EXERCISE PROMPT: Present the lines from the beginning of the items through the line containing "x=365, y=182" as a Markdown table with the columns Row and Line, giving each line its own numbered row and omitting blank lines.

[Coordinate annotation entries]

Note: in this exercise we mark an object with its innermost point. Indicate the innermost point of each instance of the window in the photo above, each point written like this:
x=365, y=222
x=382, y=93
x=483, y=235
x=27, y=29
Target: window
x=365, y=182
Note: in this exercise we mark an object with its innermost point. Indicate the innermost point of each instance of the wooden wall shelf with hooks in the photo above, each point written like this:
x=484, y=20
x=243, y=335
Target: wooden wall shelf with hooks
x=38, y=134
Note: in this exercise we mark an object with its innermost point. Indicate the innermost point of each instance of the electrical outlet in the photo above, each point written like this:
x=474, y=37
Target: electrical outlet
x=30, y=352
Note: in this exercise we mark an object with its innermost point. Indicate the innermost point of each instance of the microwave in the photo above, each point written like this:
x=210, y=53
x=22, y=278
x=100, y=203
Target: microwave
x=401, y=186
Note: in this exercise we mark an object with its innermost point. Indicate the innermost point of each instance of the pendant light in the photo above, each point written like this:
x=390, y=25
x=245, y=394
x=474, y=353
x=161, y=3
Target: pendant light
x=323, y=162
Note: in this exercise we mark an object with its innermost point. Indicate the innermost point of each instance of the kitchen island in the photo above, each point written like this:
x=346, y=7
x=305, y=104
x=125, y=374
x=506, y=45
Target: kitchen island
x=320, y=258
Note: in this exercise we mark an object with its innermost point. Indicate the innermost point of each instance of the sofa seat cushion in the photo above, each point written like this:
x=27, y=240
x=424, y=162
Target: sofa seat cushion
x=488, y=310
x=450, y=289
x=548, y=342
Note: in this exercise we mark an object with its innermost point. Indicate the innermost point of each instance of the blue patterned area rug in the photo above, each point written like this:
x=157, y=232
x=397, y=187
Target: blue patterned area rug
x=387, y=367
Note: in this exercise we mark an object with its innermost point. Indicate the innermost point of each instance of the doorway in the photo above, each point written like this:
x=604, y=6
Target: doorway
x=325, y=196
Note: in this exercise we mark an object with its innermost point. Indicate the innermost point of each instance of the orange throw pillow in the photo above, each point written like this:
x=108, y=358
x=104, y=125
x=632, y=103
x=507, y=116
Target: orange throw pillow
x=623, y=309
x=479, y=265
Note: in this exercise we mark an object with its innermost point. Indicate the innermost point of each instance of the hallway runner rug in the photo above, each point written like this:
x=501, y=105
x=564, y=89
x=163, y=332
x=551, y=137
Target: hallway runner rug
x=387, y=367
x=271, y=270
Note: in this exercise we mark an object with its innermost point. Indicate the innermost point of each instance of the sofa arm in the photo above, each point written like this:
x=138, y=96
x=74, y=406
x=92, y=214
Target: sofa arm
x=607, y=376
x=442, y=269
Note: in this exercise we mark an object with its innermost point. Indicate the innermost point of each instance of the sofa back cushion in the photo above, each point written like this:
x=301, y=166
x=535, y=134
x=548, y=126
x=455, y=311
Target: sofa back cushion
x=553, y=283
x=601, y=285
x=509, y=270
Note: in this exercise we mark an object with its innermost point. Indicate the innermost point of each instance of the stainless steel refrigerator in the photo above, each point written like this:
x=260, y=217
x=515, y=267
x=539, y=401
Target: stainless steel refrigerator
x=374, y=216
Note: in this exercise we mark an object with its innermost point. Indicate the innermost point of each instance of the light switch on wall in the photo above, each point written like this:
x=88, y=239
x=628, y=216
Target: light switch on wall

FULL RESPONSE:
| Row | Line |
|---|---|
| 1 | Note: in this exercise we mark an object with its innermost point. Indicate the innermost point of each instance of the window in the photo above, each point written like this: |
| 2 | x=365, y=222 |
| 3 | x=382, y=93 |
| 4 | x=483, y=235 |
| 5 | x=27, y=29 |
| 6 | Target: window |
| 7 | x=365, y=182 |